:: WHAT YOU ARE ASKED TO DO ::
Please count how many lines in the items below contain the string "asphalt" and reply with only the number.
---
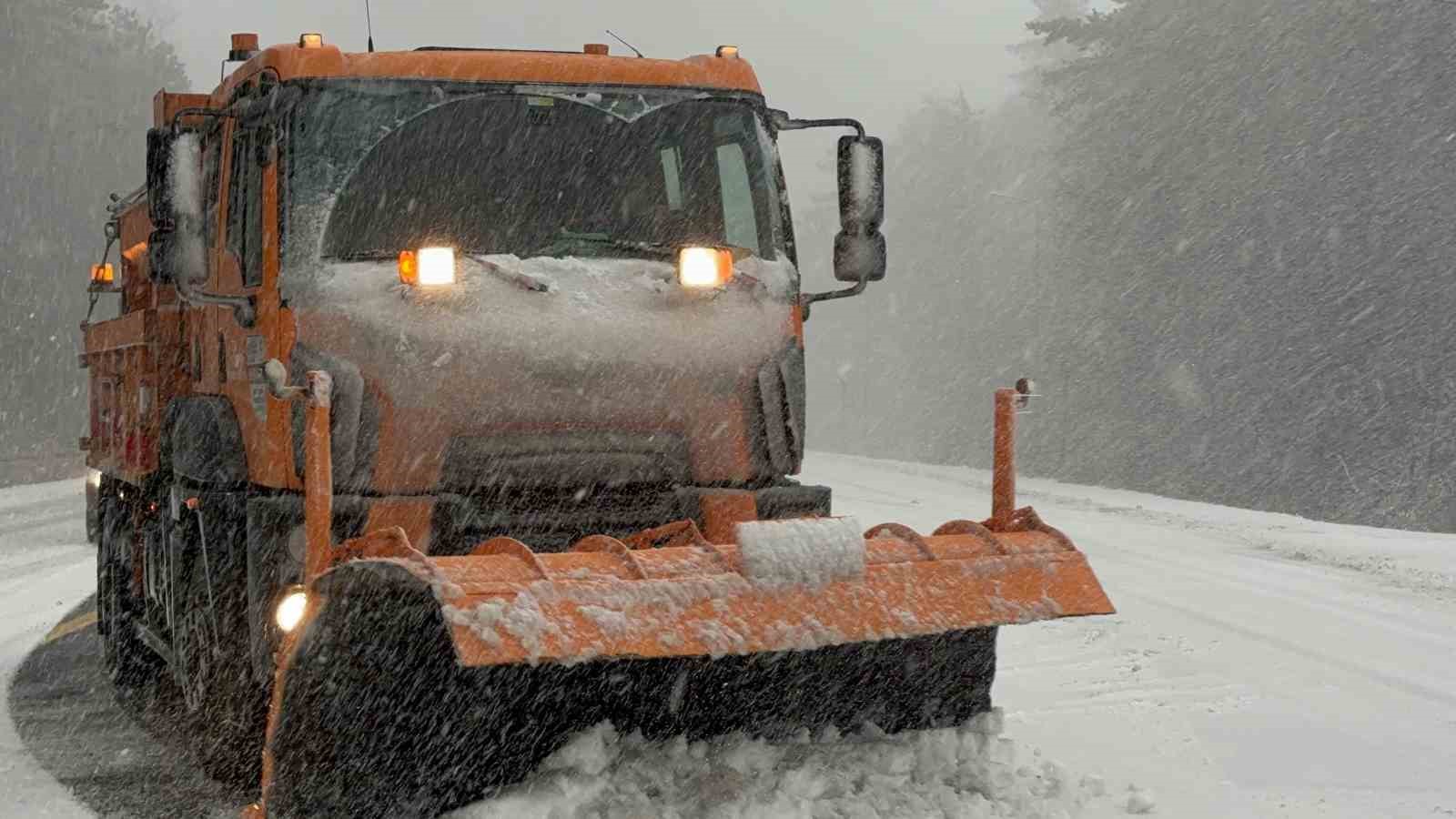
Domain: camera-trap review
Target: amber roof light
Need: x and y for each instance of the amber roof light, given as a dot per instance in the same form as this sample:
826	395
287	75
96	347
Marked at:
244	47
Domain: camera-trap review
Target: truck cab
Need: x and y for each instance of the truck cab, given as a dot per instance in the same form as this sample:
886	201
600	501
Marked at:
557	295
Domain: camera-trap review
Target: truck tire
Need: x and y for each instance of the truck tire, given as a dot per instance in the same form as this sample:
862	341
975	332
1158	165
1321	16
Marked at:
226	709
127	662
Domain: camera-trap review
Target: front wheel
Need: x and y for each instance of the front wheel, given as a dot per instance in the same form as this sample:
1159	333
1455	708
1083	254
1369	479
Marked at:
127	662
210	646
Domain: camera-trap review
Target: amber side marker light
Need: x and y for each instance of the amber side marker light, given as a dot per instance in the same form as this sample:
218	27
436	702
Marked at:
703	268
408	267
291	606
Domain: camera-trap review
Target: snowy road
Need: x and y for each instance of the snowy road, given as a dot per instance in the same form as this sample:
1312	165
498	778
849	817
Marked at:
46	569
1259	665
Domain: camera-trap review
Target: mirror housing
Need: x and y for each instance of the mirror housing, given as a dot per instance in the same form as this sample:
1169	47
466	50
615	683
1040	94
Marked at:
859	248
159	175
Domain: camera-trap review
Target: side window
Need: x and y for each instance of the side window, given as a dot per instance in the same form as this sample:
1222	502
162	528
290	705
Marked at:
245	208
673	177
740	223
238	196
254	242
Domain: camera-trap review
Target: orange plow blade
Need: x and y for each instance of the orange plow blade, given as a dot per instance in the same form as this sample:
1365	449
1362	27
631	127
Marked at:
466	671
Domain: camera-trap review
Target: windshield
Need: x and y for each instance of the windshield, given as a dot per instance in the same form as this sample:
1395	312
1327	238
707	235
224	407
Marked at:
539	172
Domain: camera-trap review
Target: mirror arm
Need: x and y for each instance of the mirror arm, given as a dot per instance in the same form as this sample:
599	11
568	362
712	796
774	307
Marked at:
805	299
177	118
783	121
242	307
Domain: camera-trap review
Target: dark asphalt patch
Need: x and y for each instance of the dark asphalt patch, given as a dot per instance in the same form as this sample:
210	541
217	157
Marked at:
116	761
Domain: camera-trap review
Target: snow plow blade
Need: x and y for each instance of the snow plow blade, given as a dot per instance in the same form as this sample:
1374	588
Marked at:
422	682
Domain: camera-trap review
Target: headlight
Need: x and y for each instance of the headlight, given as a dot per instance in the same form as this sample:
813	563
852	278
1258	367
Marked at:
430	267
703	267
290	608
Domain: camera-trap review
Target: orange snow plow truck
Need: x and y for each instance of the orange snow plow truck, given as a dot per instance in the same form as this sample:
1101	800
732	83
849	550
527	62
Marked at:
451	407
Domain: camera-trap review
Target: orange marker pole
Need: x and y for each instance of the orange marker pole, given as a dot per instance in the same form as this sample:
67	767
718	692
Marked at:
1004	460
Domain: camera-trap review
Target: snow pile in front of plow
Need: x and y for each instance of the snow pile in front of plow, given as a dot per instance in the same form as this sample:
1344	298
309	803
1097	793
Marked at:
966	773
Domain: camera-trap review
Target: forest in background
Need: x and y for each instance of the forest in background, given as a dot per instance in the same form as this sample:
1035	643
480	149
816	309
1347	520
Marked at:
1218	234
77	79
1229	264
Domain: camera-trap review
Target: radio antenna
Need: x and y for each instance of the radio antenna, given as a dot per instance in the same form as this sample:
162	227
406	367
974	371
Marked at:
369	25
623	43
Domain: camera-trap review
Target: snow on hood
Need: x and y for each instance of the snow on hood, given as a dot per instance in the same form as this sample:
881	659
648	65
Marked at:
560	318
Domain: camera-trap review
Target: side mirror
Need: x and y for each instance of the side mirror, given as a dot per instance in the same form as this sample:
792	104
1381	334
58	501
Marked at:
859	248
160	143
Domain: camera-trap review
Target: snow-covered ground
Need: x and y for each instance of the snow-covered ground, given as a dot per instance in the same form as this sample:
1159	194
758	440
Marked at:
46	569
1259	665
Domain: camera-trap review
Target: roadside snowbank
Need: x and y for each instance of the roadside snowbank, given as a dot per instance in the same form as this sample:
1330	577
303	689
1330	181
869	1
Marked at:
1420	561
965	773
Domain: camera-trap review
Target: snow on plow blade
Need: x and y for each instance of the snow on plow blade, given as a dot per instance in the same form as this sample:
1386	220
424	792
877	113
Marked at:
421	682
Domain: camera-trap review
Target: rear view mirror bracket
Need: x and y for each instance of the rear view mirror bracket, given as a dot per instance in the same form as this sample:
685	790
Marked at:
859	248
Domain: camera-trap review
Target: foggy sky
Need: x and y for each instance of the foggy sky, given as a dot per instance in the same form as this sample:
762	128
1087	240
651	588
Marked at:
863	58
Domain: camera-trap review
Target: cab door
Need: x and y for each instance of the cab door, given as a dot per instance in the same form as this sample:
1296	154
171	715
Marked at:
247	257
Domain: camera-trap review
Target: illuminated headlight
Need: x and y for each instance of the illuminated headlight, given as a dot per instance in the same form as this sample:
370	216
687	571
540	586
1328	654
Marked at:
703	267
290	608
430	267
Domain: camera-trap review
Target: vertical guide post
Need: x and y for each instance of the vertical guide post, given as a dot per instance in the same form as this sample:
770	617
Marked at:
318	477
1004	460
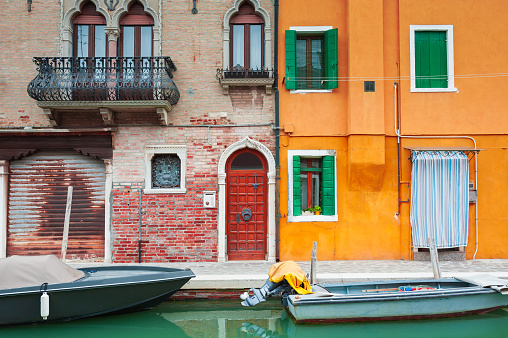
---
:: SOLUTION TO THIS TASK ::
2